• **What this task involves**:
Put the rows below into a numbered list, leaving out any blank lines.

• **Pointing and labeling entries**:
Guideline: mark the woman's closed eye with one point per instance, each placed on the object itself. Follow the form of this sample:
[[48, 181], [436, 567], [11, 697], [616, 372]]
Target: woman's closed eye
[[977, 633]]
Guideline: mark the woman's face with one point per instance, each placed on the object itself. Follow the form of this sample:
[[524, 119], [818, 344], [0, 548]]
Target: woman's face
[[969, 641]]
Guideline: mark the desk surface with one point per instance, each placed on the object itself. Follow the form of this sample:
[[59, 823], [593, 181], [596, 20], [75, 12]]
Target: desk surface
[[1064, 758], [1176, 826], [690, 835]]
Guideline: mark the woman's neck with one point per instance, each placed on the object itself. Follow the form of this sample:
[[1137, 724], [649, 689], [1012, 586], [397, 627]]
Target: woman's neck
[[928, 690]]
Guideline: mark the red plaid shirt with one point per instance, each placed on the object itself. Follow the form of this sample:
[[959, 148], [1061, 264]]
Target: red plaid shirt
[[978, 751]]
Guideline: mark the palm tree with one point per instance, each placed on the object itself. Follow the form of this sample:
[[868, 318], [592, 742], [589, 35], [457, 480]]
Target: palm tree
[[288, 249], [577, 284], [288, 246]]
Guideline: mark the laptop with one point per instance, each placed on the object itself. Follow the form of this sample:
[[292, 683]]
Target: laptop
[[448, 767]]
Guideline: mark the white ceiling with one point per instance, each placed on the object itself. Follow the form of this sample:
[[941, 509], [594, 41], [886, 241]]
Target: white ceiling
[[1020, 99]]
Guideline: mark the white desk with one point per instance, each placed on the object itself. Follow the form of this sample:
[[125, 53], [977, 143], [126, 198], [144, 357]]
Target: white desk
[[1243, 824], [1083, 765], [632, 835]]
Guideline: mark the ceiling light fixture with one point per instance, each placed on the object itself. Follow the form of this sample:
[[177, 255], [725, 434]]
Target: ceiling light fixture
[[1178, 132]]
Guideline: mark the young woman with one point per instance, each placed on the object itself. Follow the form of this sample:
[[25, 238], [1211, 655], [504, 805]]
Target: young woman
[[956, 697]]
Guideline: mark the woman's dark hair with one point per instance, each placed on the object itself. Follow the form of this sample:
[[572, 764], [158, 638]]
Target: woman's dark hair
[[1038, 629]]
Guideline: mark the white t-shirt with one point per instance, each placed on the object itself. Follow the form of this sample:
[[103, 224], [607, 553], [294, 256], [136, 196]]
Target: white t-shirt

• **Correct answer**:
1. Guideline: mark the woman's closed eye with one point per instance, each placed on the object itself. Follow the form of this sample:
2. [[48, 181], [436, 567], [11, 697], [616, 372]]
3. Target: woman's closed eye
4. [[977, 633]]
5. Guideline: mark the woman's face with one point per instance, each placed on the object itself. Follow the form of this sample:
6. [[524, 119], [818, 344], [0, 548]]
7. Target: woman's face
8. [[969, 641]]
9. Guideline: mark the desk surface with one point per instance, each placed on the object itself. Follow the form of this sample:
10. [[59, 823], [593, 181], [596, 20], [75, 12]]
11. Target: desk surface
12. [[1064, 758], [1176, 826], [690, 835]]
13. Guideline: mark the woman's neck with one point per instance, each placed on the object itself. Follow the form of this sample:
14. [[1137, 724], [649, 689], [1012, 586], [397, 627]]
15. Target: woman's neck
16. [[928, 690]]
17. Guideline: mark the red plaid shirt with one point per instance, each placed on the object itself. Follow the form of this sample:
18. [[959, 148], [1061, 264]]
19. Target: red plaid shirt
20. [[978, 751]]
21. Guideline: mark the palm tree with one point per instance, each placed on the object itself. Follow the form of this sample:
22. [[868, 318], [592, 742], [589, 35], [457, 480]]
23. Target: palm tree
24. [[288, 249], [577, 284], [288, 246]]
25. Guideline: mark the laptop with one point per instance, each placed on the object itself. Follow the form of this sample:
26. [[292, 683]]
27. Target: laptop
28. [[448, 767]]
29. Guideline: mark the white ceiling with one point per instance, each placed on the object itself. Follow the form of this sample:
30. [[941, 509], [594, 41], [886, 241]]
31. Target: white ceiling
32. [[1020, 99]]
33. Guideline: mark the white desk with one point per instance, each placed on the object itself. Follow the form of this sample:
34. [[125, 53], [977, 143], [126, 198], [144, 357]]
35. Target: white desk
36. [[1243, 824], [1083, 765], [632, 835]]
37. Guideline: mark the ceiling light fixture with one point per instance, each placed on the object itself. Follow the form of this sample:
38. [[177, 255], [725, 434]]
39. Target: ceiling light fixture
40. [[1178, 132]]
41. Guideline: mark the young woman with one point per instance, each placed on the object itself. Follow the form of this sample:
42. [[25, 238], [1211, 655], [504, 805]]
43. Target: young woman
44. [[956, 697]]
45. Guideline: mark the woman's dark hair with one point per instance, each placed on the object itself. Follow the form of this sample:
46. [[572, 764], [158, 638]]
47. Target: woman's dark hair
48. [[1038, 629]]
49. Guideline: mark the white t-shirt with one point per instance, each placed on the object itself. Follow the form of this sample:
50. [[103, 224], [607, 553], [294, 256], [136, 196]]
51. Target: white t-shirt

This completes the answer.